>> Begin EXTRACT
In this study, a series of organic compounds are introduced to develop a robust computational protocol capable of accurately predicting their dielectric strengths based on two fundamental variables, viz. polarizability and ionization energy. The DFT-based modeling approach is strategically designed to ensure the accurate prediction of these fundamental variables. Furthermore, they are subsequently utilized to develop a mathematically formulated protocol for the prediction of dielectric strength. The findings demonstrate that all the levels of theory are sufficiently robust for the reliable prediction of the afore-mentioned variables. It is further revealed that the accurate prediction of the dielectric strength for a broad array of organic compounds would be accomplished by incorporating a novel variable, viz. molecular weight, into the mathematical formula.

Methodology

DFT-assisted prediction of dielectric strength

The dielectric strength of an organic compound relies on multiple variables, such as polarizability, ionization energy, electron affinity, and molecular mass. However, a couple of core variables, viz. polarizability and ionization energy, function as the decisive factors for dielectric strength despite the contribution of each of the afore-mentioned variables13. Consequently, the DFT modeling approach was employed to determine the polarizability and ionization energy values for a selected set of organic compounds. All the DFT calculations were performed using GAUSSIAN 16 package with four distinct functional types [Becke-3–Lee–Yang–Parr (B3LYP), pure functional of Perdew, Burke and Ernzerhof (PBE1PBE), hybrid functional of Truhlar and Zhao (M062X), and Minnesota density functional (M11)] and 6–311 + G(d, p) basis set14,15,16,17,18. Notably, the DFT levels of theory were selected to guarantee a certain level of accuracy (i.e., hybrid-GGA and hybrid-meta-GGA) under the condition of computationally reasonable expense. This guideline would assist us to easily identify an optimal DFT levels of theory for the prediction of key variables. Also, it is notable that organic compounds of our interest require the addition of the polarization and diffuse functions to the minimal basis sets due to the following reasons. (i) Polarization function: The molecules have multiple chemical bonds with soft structures. (ii) Diffuse function: One of the key variables, ionization energy, is predicted by the DFT calculations of both the neutral and cationic systems. (iii) The diffuse functions of heavy elements need to be preferentially employed considering the balance between the computational accuracy and efficiency. Based on all these, 6–311 + G(d,p) basis set would be the best choice for this study. Subsequently, the DFT-calculated polarizability and ionization energy values were used to predict the dielectric strengths of the organic compounds based on the empirical correlation between the dielectric strength and the two core variables reported previously13. More precisely, the correlation can be expressed as follows:

$$E_{cal} = 0.0012{\upalpha }^{1.181} (\varepsilon_{i}^{a} )^{1.768}$$
(1)
>> End EXTRACT
### REQUEST 1
In the dielectric strength text, which software package was used for all the DFT calculations?
### REQUEST 2
Continue the text on predicting dielectric strength with DFT from the point where it stops.
>> Begin GIVEN ENTRIES
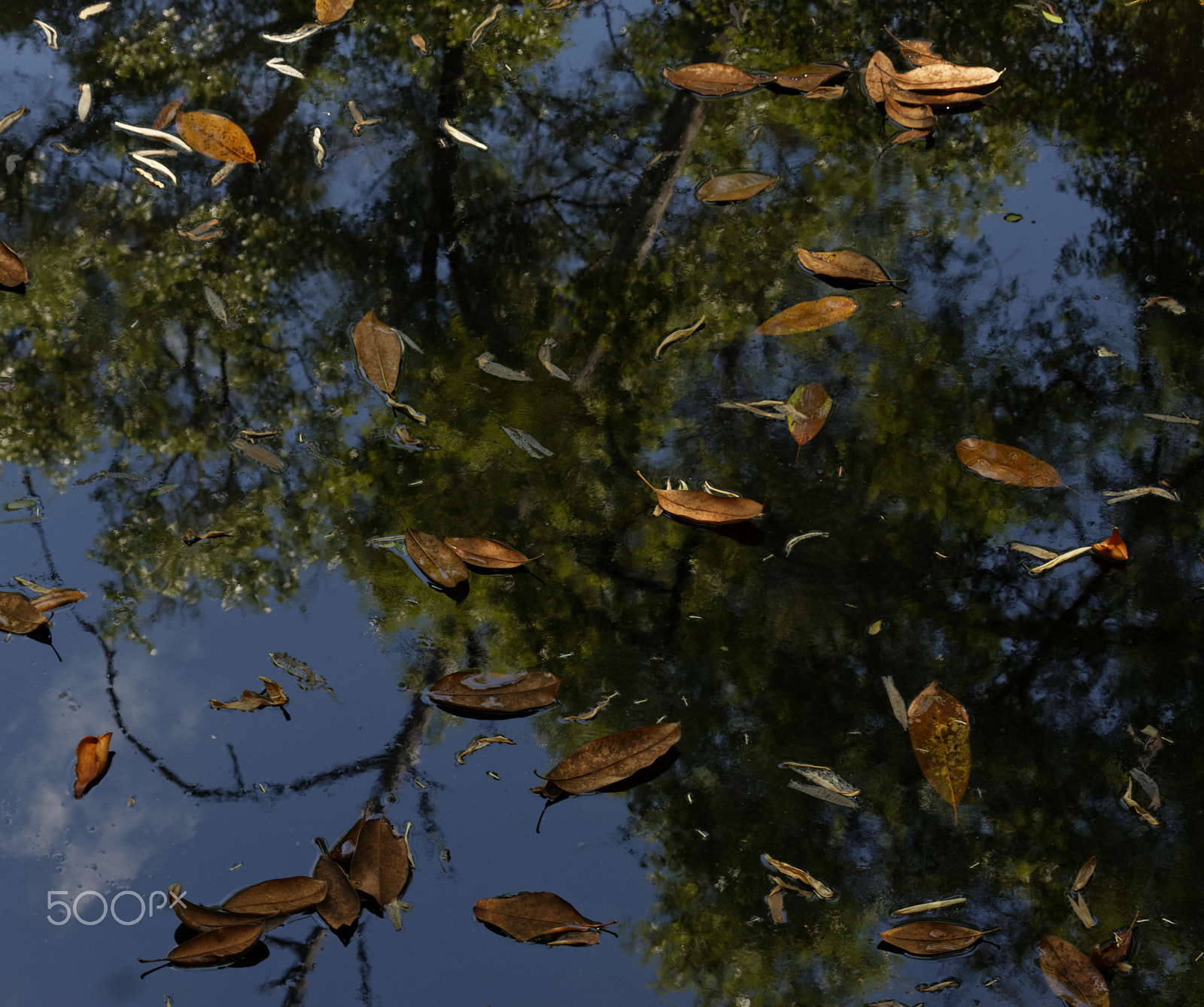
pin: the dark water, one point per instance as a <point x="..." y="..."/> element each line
<point x="579" y="224"/>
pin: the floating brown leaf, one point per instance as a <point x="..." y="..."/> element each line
<point x="57" y="599"/>
<point x="18" y="615"/>
<point x="341" y="907"/>
<point x="947" y="76"/>
<point x="381" y="862"/>
<point x="1005" y="464"/>
<point x="12" y="269"/>
<point x="908" y="116"/>
<point x="810" y="406"/>
<point x="271" y="695"/>
<point x="610" y="759"/>
<point x="704" y="507"/>
<point x="494" y="694"/>
<point x="844" y="264"/>
<point x="713" y="80"/>
<point x="92" y="762"/>
<point x="941" y="738"/>
<point x="878" y="72"/>
<point x="278" y="895"/>
<point x="379" y="349"/>
<point x="166" y="114"/>
<point x="810" y="76"/>
<point x="1084" y="876"/>
<point x="216" y="136"/>
<point x="437" y="561"/>
<point x="488" y="553"/>
<point x="1111" y="549"/>
<point x="734" y="187"/>
<point x="929" y="937"/>
<point x="216" y="947"/>
<point x="1071" y="973"/>
<point x="808" y="316"/>
<point x="329" y="11"/>
<point x="529" y="916"/>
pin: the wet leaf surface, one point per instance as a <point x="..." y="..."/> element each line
<point x="1005" y="464"/>
<point x="808" y="316"/>
<point x="530" y="916"/>
<point x="608" y="760"/>
<point x="493" y="694"/>
<point x="92" y="762"/>
<point x="941" y="738"/>
<point x="1071" y="975"/>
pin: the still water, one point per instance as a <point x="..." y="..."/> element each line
<point x="135" y="355"/>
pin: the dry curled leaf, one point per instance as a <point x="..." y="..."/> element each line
<point x="92" y="762"/>
<point x="1005" y="464"/>
<point x="531" y="916"/>
<point x="216" y="136"/>
<point x="930" y="937"/>
<point x="437" y="561"/>
<point x="379" y="349"/>
<point x="493" y="694"/>
<point x="941" y="738"/>
<point x="808" y="316"/>
<point x="1071" y="975"/>
<point x="712" y="80"/>
<point x="704" y="507"/>
<point x="734" y="187"/>
<point x="487" y="553"/>
<point x="607" y="760"/>
<point x="846" y="265"/>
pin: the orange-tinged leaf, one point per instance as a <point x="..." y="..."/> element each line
<point x="941" y="738"/>
<point x="713" y="78"/>
<point x="734" y="187"/>
<point x="12" y="269"/>
<point x="1005" y="464"/>
<point x="704" y="507"/>
<point x="92" y="762"/>
<point x="531" y="916"/>
<point x="929" y="937"/>
<point x="488" y="553"/>
<point x="1071" y="975"/>
<point x="494" y="694"/>
<point x="437" y="561"/>
<point x="379" y="348"/>
<point x="166" y="114"/>
<point x="810" y="406"/>
<point x="329" y="11"/>
<point x="1111" y="549"/>
<point x="846" y="265"/>
<point x="808" y="316"/>
<point x="607" y="760"/>
<point x="216" y="136"/>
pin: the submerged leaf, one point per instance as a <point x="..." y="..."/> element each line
<point x="530" y="916"/>
<point x="1005" y="464"/>
<point x="92" y="762"/>
<point x="846" y="265"/>
<point x="930" y="937"/>
<point x="607" y="760"/>
<point x="1071" y="975"/>
<point x="734" y="187"/>
<point x="704" y="507"/>
<point x="808" y="316"/>
<point x="941" y="738"/>
<point x="713" y="80"/>
<point x="379" y="349"/>
<point x="436" y="561"/>
<point x="216" y="136"/>
<point x="493" y="694"/>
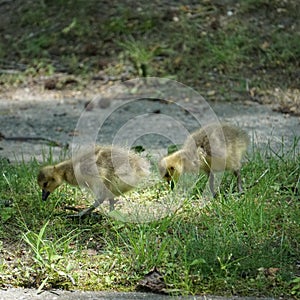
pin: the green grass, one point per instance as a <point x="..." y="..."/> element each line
<point x="236" y="245"/>
<point x="195" y="44"/>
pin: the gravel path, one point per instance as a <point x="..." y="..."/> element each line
<point x="153" y="124"/>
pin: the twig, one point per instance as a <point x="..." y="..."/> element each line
<point x="258" y="179"/>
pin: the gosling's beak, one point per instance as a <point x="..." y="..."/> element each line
<point x="45" y="195"/>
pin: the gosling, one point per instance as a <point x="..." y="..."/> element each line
<point x="107" y="172"/>
<point x="213" y="148"/>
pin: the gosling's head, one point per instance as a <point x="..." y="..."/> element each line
<point x="171" y="167"/>
<point x="48" y="180"/>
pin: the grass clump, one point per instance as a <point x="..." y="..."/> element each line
<point x="236" y="245"/>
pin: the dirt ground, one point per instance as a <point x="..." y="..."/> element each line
<point x="30" y="122"/>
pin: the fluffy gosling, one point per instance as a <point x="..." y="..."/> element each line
<point x="107" y="172"/>
<point x="212" y="148"/>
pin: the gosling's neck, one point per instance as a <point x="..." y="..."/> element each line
<point x="66" y="171"/>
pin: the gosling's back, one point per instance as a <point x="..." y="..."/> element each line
<point x="219" y="146"/>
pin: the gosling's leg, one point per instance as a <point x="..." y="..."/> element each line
<point x="211" y="183"/>
<point x="237" y="173"/>
<point x="87" y="211"/>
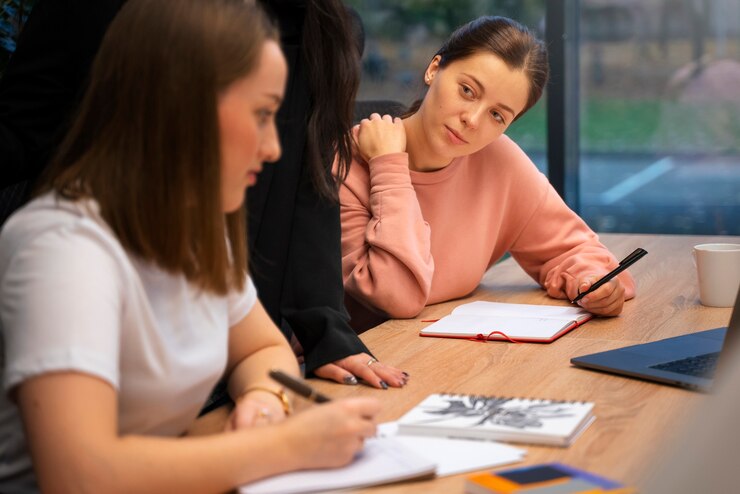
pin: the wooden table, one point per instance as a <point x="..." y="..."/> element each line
<point x="634" y="418"/>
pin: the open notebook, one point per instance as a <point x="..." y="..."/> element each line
<point x="509" y="322"/>
<point x="525" y="420"/>
<point x="382" y="460"/>
<point x="392" y="457"/>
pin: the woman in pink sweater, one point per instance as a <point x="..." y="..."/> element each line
<point x="434" y="199"/>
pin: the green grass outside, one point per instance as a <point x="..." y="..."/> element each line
<point x="642" y="126"/>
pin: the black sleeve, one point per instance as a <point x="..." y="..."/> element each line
<point x="44" y="79"/>
<point x="313" y="298"/>
<point x="294" y="235"/>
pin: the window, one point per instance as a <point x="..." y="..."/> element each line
<point x="658" y="90"/>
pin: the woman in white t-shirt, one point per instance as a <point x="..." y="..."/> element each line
<point x="124" y="296"/>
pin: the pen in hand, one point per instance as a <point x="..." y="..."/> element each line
<point x="298" y="386"/>
<point x="623" y="264"/>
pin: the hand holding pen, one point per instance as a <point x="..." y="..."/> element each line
<point x="328" y="435"/>
<point x="608" y="303"/>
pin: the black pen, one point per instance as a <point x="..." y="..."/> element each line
<point x="623" y="264"/>
<point x="298" y="386"/>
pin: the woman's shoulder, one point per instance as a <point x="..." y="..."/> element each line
<point x="504" y="149"/>
<point x="50" y="224"/>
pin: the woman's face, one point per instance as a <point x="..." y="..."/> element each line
<point x="470" y="103"/>
<point x="246" y="113"/>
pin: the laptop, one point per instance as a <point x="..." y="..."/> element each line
<point x="688" y="361"/>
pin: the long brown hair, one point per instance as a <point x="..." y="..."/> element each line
<point x="145" y="143"/>
<point x="332" y="55"/>
<point x="507" y="39"/>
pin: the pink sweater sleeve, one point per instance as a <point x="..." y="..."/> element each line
<point x="557" y="248"/>
<point x="386" y="251"/>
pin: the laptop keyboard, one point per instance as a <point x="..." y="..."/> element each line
<point x="698" y="366"/>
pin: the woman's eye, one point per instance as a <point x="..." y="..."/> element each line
<point x="264" y="116"/>
<point x="467" y="91"/>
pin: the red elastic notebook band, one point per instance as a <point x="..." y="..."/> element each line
<point x="484" y="338"/>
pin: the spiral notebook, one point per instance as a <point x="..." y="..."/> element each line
<point x="522" y="420"/>
<point x="509" y="322"/>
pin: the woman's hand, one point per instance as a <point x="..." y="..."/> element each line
<point x="253" y="409"/>
<point x="376" y="136"/>
<point x="607" y="300"/>
<point x="330" y="434"/>
<point x="365" y="367"/>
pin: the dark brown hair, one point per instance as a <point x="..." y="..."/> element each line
<point x="507" y="39"/>
<point x="145" y="142"/>
<point x="332" y="55"/>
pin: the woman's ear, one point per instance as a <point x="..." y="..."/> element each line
<point x="432" y="70"/>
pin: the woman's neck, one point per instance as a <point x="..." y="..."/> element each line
<point x="421" y="159"/>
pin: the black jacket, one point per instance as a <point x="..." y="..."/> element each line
<point x="294" y="236"/>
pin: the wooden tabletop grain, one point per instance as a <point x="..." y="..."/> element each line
<point x="635" y="419"/>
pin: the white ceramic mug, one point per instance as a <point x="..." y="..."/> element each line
<point x="718" y="268"/>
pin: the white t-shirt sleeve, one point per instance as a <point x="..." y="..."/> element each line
<point x="241" y="302"/>
<point x="61" y="304"/>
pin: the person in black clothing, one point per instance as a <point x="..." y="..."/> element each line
<point x="294" y="228"/>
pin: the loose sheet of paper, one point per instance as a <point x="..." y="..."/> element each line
<point x="454" y="456"/>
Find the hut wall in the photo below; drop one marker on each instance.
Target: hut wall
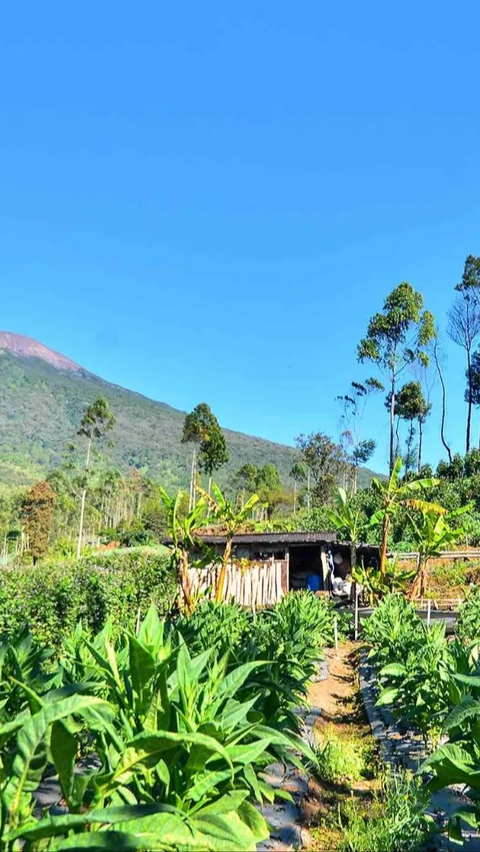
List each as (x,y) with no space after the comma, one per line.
(261,585)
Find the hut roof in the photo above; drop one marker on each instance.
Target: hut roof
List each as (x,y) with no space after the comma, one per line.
(272,538)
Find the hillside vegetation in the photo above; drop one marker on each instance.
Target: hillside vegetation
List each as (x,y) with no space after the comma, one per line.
(41,407)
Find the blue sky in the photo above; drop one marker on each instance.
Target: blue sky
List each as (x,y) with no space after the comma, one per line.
(207,201)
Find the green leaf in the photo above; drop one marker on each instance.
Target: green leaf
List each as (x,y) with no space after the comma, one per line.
(63,747)
(254,820)
(206,783)
(467,709)
(142,665)
(387,696)
(244,754)
(31,757)
(393,670)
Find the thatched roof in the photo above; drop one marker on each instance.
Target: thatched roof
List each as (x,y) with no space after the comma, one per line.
(271,538)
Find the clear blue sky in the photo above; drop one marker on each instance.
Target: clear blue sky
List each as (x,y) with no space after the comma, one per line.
(207,201)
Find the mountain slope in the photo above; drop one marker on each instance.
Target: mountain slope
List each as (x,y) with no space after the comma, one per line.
(41,403)
(43,395)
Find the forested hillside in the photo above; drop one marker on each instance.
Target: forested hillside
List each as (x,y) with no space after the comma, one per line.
(41,407)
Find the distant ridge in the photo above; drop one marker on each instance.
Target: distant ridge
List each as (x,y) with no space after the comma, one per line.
(42,398)
(27,347)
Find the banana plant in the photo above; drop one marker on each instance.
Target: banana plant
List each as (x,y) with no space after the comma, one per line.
(182,529)
(432,533)
(393,496)
(348,521)
(232,518)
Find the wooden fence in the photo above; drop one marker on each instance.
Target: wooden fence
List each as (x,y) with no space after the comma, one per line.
(260,585)
(473,553)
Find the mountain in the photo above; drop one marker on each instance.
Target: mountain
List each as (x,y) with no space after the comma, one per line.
(43,395)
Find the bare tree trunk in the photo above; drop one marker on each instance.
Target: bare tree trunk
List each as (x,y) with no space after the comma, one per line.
(392,427)
(470,400)
(84,497)
(444,402)
(420,440)
(223,571)
(384,545)
(191,499)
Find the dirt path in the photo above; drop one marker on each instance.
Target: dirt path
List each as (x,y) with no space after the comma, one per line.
(343,718)
(335,694)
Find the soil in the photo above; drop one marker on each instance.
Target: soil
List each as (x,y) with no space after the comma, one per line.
(339,699)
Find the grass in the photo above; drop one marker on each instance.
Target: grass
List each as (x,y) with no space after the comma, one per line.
(355,804)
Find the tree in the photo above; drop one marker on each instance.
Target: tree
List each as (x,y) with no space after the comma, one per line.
(96,422)
(349,522)
(298,473)
(464,328)
(432,533)
(411,406)
(232,518)
(470,282)
(270,491)
(325,460)
(245,479)
(213,452)
(475,379)
(36,514)
(395,339)
(198,427)
(354,404)
(393,495)
(439,358)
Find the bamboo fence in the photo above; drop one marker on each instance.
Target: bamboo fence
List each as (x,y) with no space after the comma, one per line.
(258,585)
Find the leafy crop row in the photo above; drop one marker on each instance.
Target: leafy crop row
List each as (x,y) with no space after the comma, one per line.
(177,736)
(434,684)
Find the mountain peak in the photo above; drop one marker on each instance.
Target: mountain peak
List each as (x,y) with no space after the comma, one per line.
(27,347)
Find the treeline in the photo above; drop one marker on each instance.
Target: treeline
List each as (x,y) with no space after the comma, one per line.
(86,501)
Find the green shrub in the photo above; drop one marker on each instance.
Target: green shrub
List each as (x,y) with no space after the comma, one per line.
(400,826)
(222,626)
(339,759)
(392,630)
(50,599)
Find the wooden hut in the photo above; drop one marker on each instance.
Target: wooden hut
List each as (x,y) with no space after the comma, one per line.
(265,566)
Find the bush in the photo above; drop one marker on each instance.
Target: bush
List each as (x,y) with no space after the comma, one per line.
(339,758)
(392,630)
(49,600)
(401,826)
(222,626)
(467,627)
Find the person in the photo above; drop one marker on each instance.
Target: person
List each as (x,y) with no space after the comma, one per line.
(313,582)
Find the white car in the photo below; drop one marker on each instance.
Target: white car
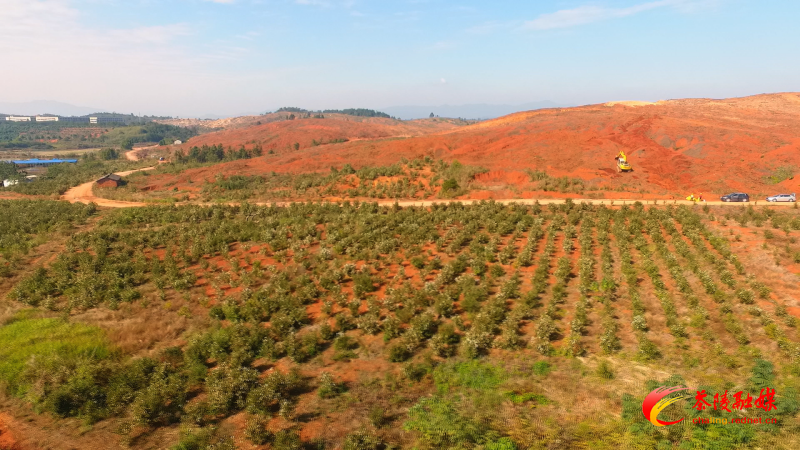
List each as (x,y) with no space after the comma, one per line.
(782,198)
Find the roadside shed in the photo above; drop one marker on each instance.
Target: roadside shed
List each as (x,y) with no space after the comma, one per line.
(110,180)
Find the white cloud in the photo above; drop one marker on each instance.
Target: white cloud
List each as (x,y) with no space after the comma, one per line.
(586,14)
(443,45)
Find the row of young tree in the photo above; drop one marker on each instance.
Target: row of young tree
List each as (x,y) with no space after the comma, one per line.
(217,153)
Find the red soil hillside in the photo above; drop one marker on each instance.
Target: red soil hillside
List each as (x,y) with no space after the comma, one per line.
(677,146)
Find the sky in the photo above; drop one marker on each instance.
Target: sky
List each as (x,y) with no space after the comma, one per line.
(191,58)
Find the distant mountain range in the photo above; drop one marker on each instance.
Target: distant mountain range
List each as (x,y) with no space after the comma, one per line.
(46,107)
(476,111)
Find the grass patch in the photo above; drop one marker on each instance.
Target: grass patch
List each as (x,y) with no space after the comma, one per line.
(471,374)
(24,339)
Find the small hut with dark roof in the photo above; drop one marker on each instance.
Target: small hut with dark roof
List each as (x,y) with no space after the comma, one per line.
(110,180)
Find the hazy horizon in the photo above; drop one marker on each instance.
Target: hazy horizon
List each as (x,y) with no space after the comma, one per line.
(194,58)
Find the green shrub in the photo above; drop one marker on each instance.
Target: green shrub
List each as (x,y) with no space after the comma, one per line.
(398,353)
(542,368)
(256,430)
(604,370)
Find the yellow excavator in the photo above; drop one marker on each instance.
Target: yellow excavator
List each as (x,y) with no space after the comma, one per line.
(622,163)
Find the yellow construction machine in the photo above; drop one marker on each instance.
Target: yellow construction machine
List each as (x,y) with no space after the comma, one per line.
(622,163)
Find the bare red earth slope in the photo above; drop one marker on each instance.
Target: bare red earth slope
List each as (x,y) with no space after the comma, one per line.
(675,146)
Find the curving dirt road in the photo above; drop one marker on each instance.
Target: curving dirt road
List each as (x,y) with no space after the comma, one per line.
(84,194)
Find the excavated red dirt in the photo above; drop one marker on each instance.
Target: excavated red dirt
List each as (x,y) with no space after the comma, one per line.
(675,147)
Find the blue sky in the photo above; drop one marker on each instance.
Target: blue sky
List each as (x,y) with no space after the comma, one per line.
(194,57)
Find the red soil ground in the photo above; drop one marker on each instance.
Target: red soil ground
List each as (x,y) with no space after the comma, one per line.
(676,147)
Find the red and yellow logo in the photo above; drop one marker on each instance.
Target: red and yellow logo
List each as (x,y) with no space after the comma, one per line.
(656,401)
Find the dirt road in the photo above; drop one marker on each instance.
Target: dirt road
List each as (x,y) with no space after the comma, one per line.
(84,194)
(134,155)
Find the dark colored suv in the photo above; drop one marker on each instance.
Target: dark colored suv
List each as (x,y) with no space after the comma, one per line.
(735,197)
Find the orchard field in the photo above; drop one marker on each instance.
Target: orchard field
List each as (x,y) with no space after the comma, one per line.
(363,327)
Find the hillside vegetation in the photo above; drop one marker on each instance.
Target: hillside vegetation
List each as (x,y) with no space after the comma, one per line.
(357,326)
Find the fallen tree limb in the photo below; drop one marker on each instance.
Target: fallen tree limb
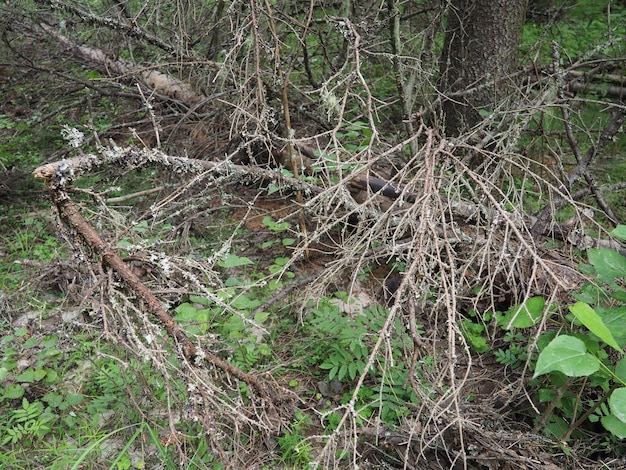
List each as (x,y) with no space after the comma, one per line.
(158,81)
(60,174)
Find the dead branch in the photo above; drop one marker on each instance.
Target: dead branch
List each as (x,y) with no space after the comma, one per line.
(150,77)
(56,176)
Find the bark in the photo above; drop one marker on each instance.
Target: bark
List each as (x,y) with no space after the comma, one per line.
(478,59)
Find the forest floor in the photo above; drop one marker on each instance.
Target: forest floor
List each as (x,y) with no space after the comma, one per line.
(77,391)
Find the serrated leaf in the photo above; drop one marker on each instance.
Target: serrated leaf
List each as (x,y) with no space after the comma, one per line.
(568,355)
(594,323)
(617,402)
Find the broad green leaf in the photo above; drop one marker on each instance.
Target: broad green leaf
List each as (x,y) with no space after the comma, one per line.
(617,402)
(620,370)
(260,317)
(619,295)
(615,320)
(13,391)
(568,355)
(594,323)
(614,426)
(609,264)
(619,232)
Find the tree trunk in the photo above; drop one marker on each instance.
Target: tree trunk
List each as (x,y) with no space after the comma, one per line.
(479,55)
>> End GIVEN ENTRIES
### EXERCISE RESULT 1
GAUSSIAN 16

### EXERCISE RESULT 2
Here, \({E}_{cal}\), \(\mathrm{\alpha }\), and \({{\varepsilon }_{i}}^{a}\) denote the dielectric strength, polarizability, and adiabatic ionization energy of an organic compound, respectively. Additionally, the values 0.0012, 1.181, and 1.768 in the equation are the parameterized coefficients for the accurate prediction of organic compounds introduced in a previous study13. Notably, the global minimum structure of each organic compound was identified by considering all available molecular configurations before the computational characterization of the core variables and properties.

The correlating equation mentioned above was further improved using two distinct approaches to reliably predict the dielectric strengths for a broader array of organic compounds. In the first approach, the coefficients (x, y, and z) of the equation were further parameterized for the broader array of organic compounds, based on the following equation:

$${E}_{cal}={x\mathrm{\alpha }}^{y}{{{(\varepsilon }_{i}}^{a})}^{z}$$
(2)

In the second approach, a new variable, viz. molecular weight (Mw), was introduced into the original equation and the resultant equation is defined as follows:

$${E}_{cal}={x\mathrm{\alpha }}^{y}{{{(\varepsilon }_{i}}^{a})}^{z}{{M}_{w}}^{m}$$
(3)

Notably, the molecular weight of each organic compound may significantly affect its dielectric strength. Additionally, the coefficients (x, y, z, and m) of Eq. (3) were further parameterized to include the broader set of organic compounds.

Materials database

A preliminary search revealed that the list of organic compounds with experimentally determined values was strongly dependent on the property under investigation, such as polarizability, ionization energy, and dielectric strength. Consequently, three distinct datasets were prepared, based on the desired property. In particular, a total of 54 (Fig. S1), 48 (Fig. S2), and 137 (Fig. S3) organic compounds were selected to compile the lists for the polarizability, ionization energy, and dielectric strength values, respectively, obtained from previous references19,20,21.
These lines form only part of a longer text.